WHAT TO WORK ON:
a: According to the comment thread, who starred in "The Invaders"?
b: Reproduce the comment thread from "by Anonymous | reply 47" up to and including "very physical performance.".
c: Carry on the comment thread from the point where it stops.

PROVIDED PASSAGE:
= = = = =

Also Serling was a snob — either patronizing or sneering at working class people. His most common description of an urban criminal was a sneering “little man.”
by Anonymous | reply 46 | December 5, 2018 2:30 PM |
r41, Earl Holliman is nothing now because he's deceased, but in life he was indeed of the homosexual variety.
by Anonymous | reply 47 | December 5, 2018 2:35 PM |
I was going to nominate The Architects of Fear with Robert Culp but when I looked it up I discovered that it was an episode of The Outer Limits.
by Anonymous | reply 48 | December 5, 2018 3:09 PM |
My favorite episode is "The Invaders" starring Agnes Moorehead. A single woman living in a crude farmhouse is terrorized by little aliens.
She does the entire episode without uttering a single word, conveying everything through her body language and facial expressions. It's a very physical performance.
If you want to know what a genius performer she was, compare this performance to when she did "Sorry, Wrong Number" on the radio show Suspense. Nothing visual about it, she does the entire thing with her voice. She was a true talent who did way more than just Endora on Bewitched.

= = = = =

Rows from a pointing dataset:
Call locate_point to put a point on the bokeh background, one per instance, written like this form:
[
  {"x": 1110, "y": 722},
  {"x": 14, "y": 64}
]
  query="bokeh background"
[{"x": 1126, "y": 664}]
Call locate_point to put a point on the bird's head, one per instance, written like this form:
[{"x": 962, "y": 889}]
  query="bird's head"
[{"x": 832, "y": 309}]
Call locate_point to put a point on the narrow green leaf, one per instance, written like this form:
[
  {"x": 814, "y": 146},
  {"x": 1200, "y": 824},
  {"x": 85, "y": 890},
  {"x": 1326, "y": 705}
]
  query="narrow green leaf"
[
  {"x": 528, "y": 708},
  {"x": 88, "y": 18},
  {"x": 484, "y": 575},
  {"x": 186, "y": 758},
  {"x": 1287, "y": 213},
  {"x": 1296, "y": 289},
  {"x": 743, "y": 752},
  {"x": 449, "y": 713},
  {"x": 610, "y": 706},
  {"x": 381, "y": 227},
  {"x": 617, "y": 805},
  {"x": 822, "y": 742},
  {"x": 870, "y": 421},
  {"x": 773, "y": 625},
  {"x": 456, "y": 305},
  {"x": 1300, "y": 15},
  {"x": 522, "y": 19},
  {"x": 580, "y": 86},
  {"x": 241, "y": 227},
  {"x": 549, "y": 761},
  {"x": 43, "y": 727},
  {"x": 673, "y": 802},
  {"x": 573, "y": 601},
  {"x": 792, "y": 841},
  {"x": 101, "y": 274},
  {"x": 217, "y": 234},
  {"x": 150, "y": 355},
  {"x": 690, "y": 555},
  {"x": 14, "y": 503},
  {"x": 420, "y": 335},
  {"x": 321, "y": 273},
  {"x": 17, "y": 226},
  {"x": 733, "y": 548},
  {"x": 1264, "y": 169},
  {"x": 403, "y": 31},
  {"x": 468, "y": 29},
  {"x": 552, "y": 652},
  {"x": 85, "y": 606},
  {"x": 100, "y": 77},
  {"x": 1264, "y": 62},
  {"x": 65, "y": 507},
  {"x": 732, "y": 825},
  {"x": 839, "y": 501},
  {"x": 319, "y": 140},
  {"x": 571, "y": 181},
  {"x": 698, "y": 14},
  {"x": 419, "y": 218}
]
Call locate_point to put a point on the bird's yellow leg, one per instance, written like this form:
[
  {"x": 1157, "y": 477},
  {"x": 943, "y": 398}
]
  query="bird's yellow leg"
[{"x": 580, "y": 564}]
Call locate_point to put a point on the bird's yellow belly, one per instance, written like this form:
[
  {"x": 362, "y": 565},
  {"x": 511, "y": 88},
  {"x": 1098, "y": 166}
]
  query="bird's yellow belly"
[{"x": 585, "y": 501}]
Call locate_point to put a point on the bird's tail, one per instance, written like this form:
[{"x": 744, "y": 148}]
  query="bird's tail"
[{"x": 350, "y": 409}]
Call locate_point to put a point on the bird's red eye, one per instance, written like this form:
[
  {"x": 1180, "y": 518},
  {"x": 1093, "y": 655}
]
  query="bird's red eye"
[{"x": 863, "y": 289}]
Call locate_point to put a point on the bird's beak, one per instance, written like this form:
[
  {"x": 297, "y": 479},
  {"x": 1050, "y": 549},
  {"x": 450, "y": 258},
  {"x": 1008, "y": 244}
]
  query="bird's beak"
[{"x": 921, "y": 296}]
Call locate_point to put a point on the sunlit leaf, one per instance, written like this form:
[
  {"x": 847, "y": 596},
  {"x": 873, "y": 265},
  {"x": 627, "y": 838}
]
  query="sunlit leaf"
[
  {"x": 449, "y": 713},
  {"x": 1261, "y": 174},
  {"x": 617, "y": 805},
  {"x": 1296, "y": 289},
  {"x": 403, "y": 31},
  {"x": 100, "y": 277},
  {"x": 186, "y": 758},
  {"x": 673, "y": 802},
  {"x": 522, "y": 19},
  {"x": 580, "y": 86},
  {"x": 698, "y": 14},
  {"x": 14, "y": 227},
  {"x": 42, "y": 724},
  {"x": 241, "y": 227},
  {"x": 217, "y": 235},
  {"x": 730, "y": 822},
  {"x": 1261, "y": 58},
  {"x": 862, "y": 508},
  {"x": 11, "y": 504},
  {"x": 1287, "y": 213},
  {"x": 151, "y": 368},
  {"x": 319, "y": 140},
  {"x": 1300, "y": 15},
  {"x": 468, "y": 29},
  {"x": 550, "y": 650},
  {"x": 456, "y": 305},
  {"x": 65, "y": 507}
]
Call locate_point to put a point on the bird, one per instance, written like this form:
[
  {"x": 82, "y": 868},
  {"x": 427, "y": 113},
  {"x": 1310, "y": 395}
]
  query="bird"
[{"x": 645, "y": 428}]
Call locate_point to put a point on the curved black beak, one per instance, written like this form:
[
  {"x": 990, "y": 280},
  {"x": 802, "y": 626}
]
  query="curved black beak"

= = = = =

RESULTS IN ORDER:
a: Agnes Moorehead.

b:
by Anonymous | reply 47 | December 5, 2018 2:35 PM |
I was going to nominate The Architects of Fear with Robert Culp but when I looked it up I discovered that it was an episode of The Outer Limits.
by Anonymous | reply 48 | December 5, 2018 3:09 PM |
My favorite episode is "The Invaders" starring Agnes Moorehead. A single woman living in a crude farmhouse is terrorized by little aliens.
She does the entire episode without uttering a single word, conveying everything through her body language and facial expressions. It's a very physical performance.

c:
by Anonymous | reply 49 | December 5, 2018 3:29 PM |
[quote]Earl Holliman is nothing now because he's deceased...
No, he's still with us. 90 years old.
by Anonymous | reply 50 | December 5, 2018 3:39 PM |
"Little Girl Lost" That episode terrified me as a child. “The Bewitchin’ Pool” 'Time Enough at Last" "Will the Real Martian Please Stand Up?"
by Anonymous | reply 51 | December 5, 2018 4:10 PM |
And Angie Dickinson is still alive too. They should do a Police Woman reboot and chase the bad guys in their wheelchairs.
by Anonymous | reply 52 | December 5, 2018 4:36 PM |
I'm looking forward to Jordan Peele's reboot of the series.
by Anonymous | reply 53 | December 5, 2018 4:42 PM |
[quote] The Twilight Zone is one of those shows that's aged so well.
I have to disagree. I watched the show when it first aired, have watched a few marathons and am watching it every night now on a NJ TV station, where it’s followed by Alfred Hitchcock.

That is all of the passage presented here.